Tencent, Sea Group’s largest shareholder, yesterday announced it was divesting about 14.5 million shares it owned, cutting its shareholding from 21.3%-18.7%. The market seemed to have reacted violently, sending Sea’s share price down by more than 11% in yesterday’s trading session.
Many friends have asked us what is our take on the sale – is it part of China’s continued crackdown on big tech (remember Tencent also relinquished almost all its JD shares recently)?
Here are some of our thoughts:
- This is probably more of a request from Sea Group, rather than an initiative from Tencent; Sea is not a Chinese company and there is no reason for the Chinese government to play a hand in this;
- However, outside China there are rumours about Sea Group being a proxy of Tencent, especially in India, a market Shopee is keen to explore further;
- Tencent trimming shareholding and relinquishing voting power could very likely be a signal to regulators and the public that Sea Group is not its proxy in anyway;
- This in effect reduces Sea Group’s regulatory risks in the countries it operates in, especially under current geopolitical landscape and the US-China (de facto) cold war;
- However, while it will probably work with most countries (including the US), whether Indian regulators will see it this way is a question mark;
- Either way, the business relationship between Tencent and Sea will continue, and Tencent still retains most its financial benefits (equity holding) in Sea Group;
- It is probably more important to see whether Shopee and Garena can sustain their growth and narrow losses in key markets when people are now able to resume activities offline.

Stored data
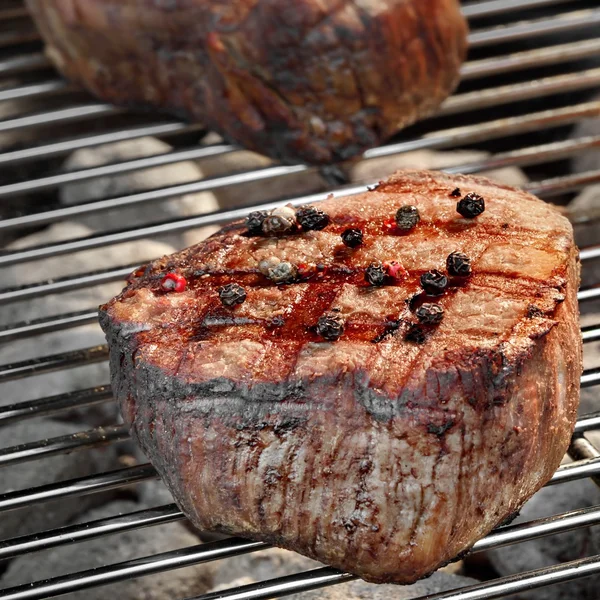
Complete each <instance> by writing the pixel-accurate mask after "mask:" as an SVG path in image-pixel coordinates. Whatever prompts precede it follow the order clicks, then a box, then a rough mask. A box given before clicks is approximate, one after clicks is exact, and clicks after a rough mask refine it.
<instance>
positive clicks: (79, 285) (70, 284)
mask: <svg viewBox="0 0 600 600" xmlns="http://www.w3.org/2000/svg"><path fill="white" fill-rule="evenodd" d="M137 267H139V264H133V265H127V266H124V267H119V268H117V269H106V270H104V271H94V272H92V273H82V274H80V275H77V276H75V277H72V276H70V277H62V278H60V279H53V280H49V281H45V282H43V283H34V284H31V285H24V286H20V287H17V288H12V289H6V290H0V305H1V304H6V303H8V302H16V301H23V300H29V299H31V298H38V297H39V296H44V295H46V294H59V293H61V292H68V291H71V290H77V289H81V288H86V287H92V286H95V285H100V284H102V283H110V282H112V281H119V280H122V279H125V278H126V277H127V276H128V275H129V274H130V273H131V272H132V271H134V270H135V269H136V268H137Z"/></svg>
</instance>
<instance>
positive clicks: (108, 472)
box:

*What is being asked:* Using the commentary on Tencent's sale of Sea Group shares, explain in one to three sentences why the authors see the sale as more likely a request from Sea Group than an initiative tied to China's crackdown on big tech.

*Solution below:* The authors point out that Sea is not a Chinese company, so there is no reason for the Chinese government to play a hand in the sale. For that reason, they consider it more likely a request from Sea Group than an initiative from Tencent.